---- Data records

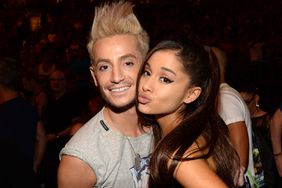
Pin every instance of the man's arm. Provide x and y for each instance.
(275, 133)
(240, 141)
(40, 145)
(74, 173)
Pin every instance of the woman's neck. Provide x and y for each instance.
(125, 122)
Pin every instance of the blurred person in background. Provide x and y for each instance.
(22, 135)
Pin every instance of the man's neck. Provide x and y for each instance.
(125, 122)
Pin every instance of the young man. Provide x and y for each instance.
(111, 149)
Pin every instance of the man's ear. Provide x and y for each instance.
(92, 71)
(192, 94)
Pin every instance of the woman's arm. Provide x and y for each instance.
(275, 133)
(197, 173)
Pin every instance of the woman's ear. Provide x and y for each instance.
(92, 71)
(192, 94)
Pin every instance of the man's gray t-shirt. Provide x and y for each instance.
(110, 154)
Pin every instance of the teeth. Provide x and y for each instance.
(119, 89)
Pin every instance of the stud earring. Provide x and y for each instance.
(257, 107)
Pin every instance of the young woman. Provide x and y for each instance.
(178, 91)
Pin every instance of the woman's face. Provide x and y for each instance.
(164, 85)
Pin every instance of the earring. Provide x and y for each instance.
(257, 107)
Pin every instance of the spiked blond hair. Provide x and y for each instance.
(117, 18)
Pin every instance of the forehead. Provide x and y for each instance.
(166, 58)
(116, 46)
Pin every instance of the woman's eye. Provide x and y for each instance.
(166, 80)
(146, 73)
(102, 67)
(129, 63)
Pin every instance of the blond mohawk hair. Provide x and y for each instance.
(117, 18)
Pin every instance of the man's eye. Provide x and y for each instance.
(166, 80)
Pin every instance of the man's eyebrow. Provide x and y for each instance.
(127, 56)
(120, 58)
(102, 60)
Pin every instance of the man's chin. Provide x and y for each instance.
(120, 108)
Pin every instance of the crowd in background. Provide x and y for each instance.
(45, 37)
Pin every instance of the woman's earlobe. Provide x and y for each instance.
(192, 94)
(92, 71)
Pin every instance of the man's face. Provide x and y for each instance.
(117, 61)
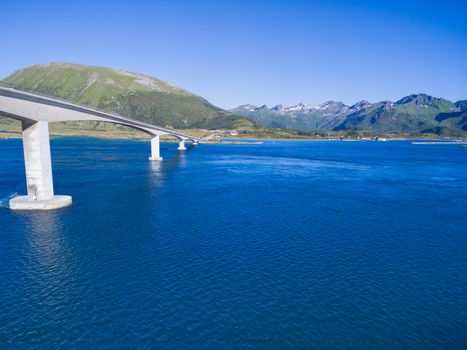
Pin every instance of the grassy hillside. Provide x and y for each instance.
(129, 94)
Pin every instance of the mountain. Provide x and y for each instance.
(129, 94)
(325, 116)
(414, 113)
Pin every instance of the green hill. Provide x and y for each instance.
(129, 94)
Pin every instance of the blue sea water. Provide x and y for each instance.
(284, 245)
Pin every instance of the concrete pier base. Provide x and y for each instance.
(38, 164)
(26, 203)
(155, 149)
(181, 145)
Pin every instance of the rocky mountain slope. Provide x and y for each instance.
(129, 94)
(414, 113)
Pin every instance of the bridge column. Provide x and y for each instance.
(155, 149)
(38, 164)
(181, 145)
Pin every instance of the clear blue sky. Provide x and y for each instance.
(259, 52)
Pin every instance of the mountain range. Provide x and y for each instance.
(142, 97)
(418, 113)
(126, 93)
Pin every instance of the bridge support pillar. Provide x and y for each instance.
(38, 164)
(181, 145)
(155, 149)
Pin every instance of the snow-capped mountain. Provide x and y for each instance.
(413, 113)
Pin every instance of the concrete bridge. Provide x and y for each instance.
(35, 113)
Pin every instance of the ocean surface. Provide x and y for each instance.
(284, 245)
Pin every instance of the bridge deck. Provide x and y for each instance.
(24, 105)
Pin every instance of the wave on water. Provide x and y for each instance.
(5, 200)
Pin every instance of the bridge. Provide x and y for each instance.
(35, 113)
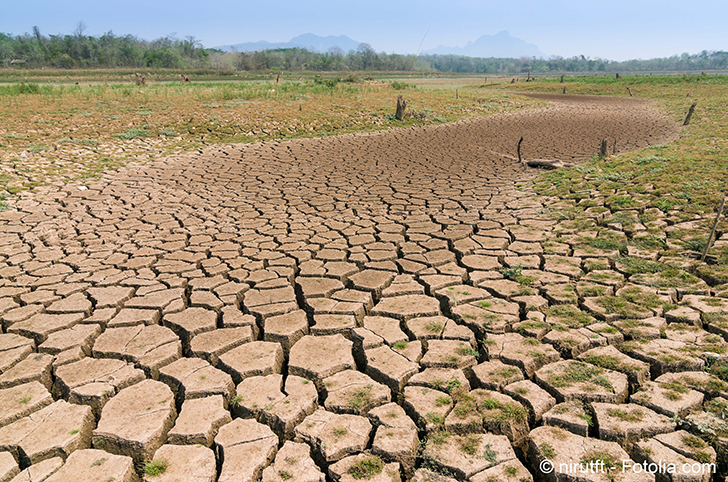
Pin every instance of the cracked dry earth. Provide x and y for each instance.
(339, 309)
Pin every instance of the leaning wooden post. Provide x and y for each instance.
(518, 149)
(690, 114)
(712, 232)
(603, 149)
(401, 105)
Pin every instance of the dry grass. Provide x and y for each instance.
(68, 132)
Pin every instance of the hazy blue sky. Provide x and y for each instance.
(619, 29)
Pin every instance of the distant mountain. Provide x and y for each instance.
(307, 41)
(500, 45)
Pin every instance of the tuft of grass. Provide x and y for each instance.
(155, 468)
(133, 133)
(469, 444)
(547, 450)
(631, 416)
(579, 372)
(512, 272)
(366, 468)
(361, 398)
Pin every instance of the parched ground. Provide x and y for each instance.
(362, 306)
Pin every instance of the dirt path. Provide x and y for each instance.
(263, 281)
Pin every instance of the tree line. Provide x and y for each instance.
(78, 50)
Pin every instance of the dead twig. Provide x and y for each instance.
(712, 231)
(518, 149)
(690, 114)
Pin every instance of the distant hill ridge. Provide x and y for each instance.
(500, 45)
(307, 41)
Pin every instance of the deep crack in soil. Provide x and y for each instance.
(394, 246)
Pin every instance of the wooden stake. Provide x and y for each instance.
(401, 106)
(712, 231)
(518, 149)
(690, 114)
(603, 149)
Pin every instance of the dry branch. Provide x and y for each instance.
(401, 105)
(518, 149)
(690, 114)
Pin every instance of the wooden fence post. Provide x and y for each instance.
(690, 114)
(401, 105)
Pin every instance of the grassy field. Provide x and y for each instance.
(678, 182)
(689, 174)
(56, 133)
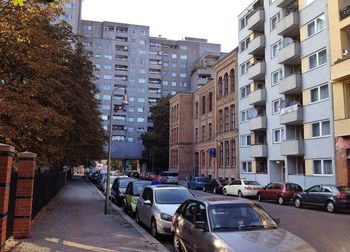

--------

Action item
Write out everything in the data word for word. Omit each picture.

Problem solution
Pin every instance of the man's arm. Provide x and y for each instance.
(275, 133)
(240, 141)
(40, 145)
(74, 173)
Pin every instance of the woman's neck. Provide x and y for each instance.
(125, 122)
Pin every instance of the blurred person in background. Provide x and y for each instance.
(22, 135)
Pin every instance of the man's neck. Provide x and y for each instance.
(125, 122)
Pin every instance of the young man. Provide x and y for each instance.
(111, 149)
Pin every instance of the man's ear. Provide x and y for each instance.
(92, 71)
(192, 94)
Pin every instance of the woman's arm. Provide x and y for each instance.
(275, 133)
(197, 173)
Pin every instance of the woman's ear. Provide x and y for each instance.
(92, 71)
(192, 94)
Pin every instance of the man's gray t-shirt. Provide x and y for each instance.
(110, 154)
Pin every instance of the teeth. Provide x and y for each instance.
(119, 89)
Pin every instance of the stud earring. Provide x and y for each instance.
(257, 107)
Pin every instance of the young woman. Provide x and y for each instance.
(178, 91)
Pin every instance of the woman's face. Provide x and y for each instance.
(164, 85)
Pin every instance of the earring. Provide x and y for each instance.
(257, 107)
Pin every instance of the spiked blond hair. Provide x and y for each instance.
(117, 18)
Pin every instance of the forehead. Provide x and y for each instance.
(166, 58)
(116, 46)
Pin every instance of the woman's eye. Provide x and y for each instance.
(166, 80)
(146, 73)
(102, 67)
(129, 63)
Pin every instance of the blond mohawk hair. Provide x and y for each instance.
(117, 18)
Pin every instance of the man's eye. Provide x and y for each instance.
(166, 80)
Pin every instance of the man's eyebrow. Provide x and y for each instance.
(127, 56)
(120, 58)
(102, 60)
Pin every instance of the man's chin. Provide x and y for each instance.
(120, 108)
Pin every instance of the crowd in background. Provide x and y for each instance.
(45, 37)
Pin every instance of the woman's earlobe. Provide x and y for each instance.
(192, 94)
(92, 71)
Pin every instance of the man's face. Provide x and y for each instance.
(117, 61)
Pin every instance of the grassy hillside. Provide x and y for each instance.
(129, 94)
Pin every instance of the mountain. Provide x and y for each instance.
(129, 94)
(325, 116)
(414, 113)
Pin every instance of the green hill. Provide x and y for each instance.
(129, 94)
Pin every instance of the blue sea water. Provide x and y for each instance.
(284, 245)
Pin every instance of the concrete pier base. Provide x and y for each instance.
(38, 164)
(26, 203)
(155, 149)
(181, 145)
Pin every instance of the rocky mountain slope. Provide x and y for each instance.
(129, 94)
(414, 113)
Pin every instance of the bridge column. Provide x and y for each instance.
(155, 149)
(38, 164)
(181, 145)
Pin every instance of the clear blue sky. Provide x and y for each instance.
(259, 52)
Pin every instance of the mountain range. Provide x and y for each instance.
(142, 97)
(418, 113)
(126, 93)
Pin every instance of the bridge support pillar. Provide x and y for each instance.
(38, 164)
(181, 145)
(155, 149)
Pin every instance of the snow-capped mountain. Provide x and y for each instance.
(413, 113)
Pin every instance of the concrete bridge. Provide x and y for each instance.
(35, 113)
Pin every instance of the ocean surface. Provide x and y for each instance.
(284, 245)
Pin every instance of the bridge deck. Provide x and y for each instance.
(24, 105)
Pin every instance of the wave on water. Provide x and y for each instance.
(5, 200)
Pin every instance of the bridge. Provide x and y for each instance.
(35, 113)
Pin every instance of the cracked dry earth. Provide x and y for each instance.
(339, 309)
Pin every instance of the leaning wooden post. Provide x and y for each instance.
(518, 149)
(690, 114)
(712, 232)
(603, 149)
(401, 105)
Pin every instance of the dry grass. Provide x and y for each instance.
(68, 132)
Pin every instance of the hazy blue sky. Provide x and y for each instance.
(619, 29)
Pin every instance of the distant mountain. Provide x and y for each instance.
(307, 41)
(500, 45)
Pin every instance of the tuft of grass. Provide x and y for each instance.
(155, 468)
(133, 133)
(469, 444)
(547, 450)
(631, 416)
(579, 372)
(512, 272)
(366, 468)
(361, 398)
Pin every instance of the parched ground. Provide x and y for each instance.
(362, 306)
Pin every instance of the dirt path. Provide x and y for each instance.
(263, 281)
Pin every instance of the tree line. Provide x and y for each instance.
(78, 50)
Pin every instance of the dead twig. Provide x and y for each instance.
(712, 231)
(518, 149)
(690, 114)
Pin every instance of the distant hill ridge. Provide x and y for each instance.
(500, 45)
(307, 41)
Pin every instance of the deep crack in soil. Provide x and y for each instance.
(394, 246)
Pin every instance of the wooden stake. Provide x and y for each instance.
(401, 106)
(712, 231)
(518, 149)
(690, 114)
(603, 149)
Pin every instance of the dry branch. Provide x and y for each instance.
(401, 105)
(518, 149)
(690, 114)
Pin every instance of the wooden fence post. Provide x and y for each instance.
(690, 114)
(401, 105)
Pin every instance of the grassy field. Provide x and y for each instance.
(678, 182)
(689, 174)
(56, 133)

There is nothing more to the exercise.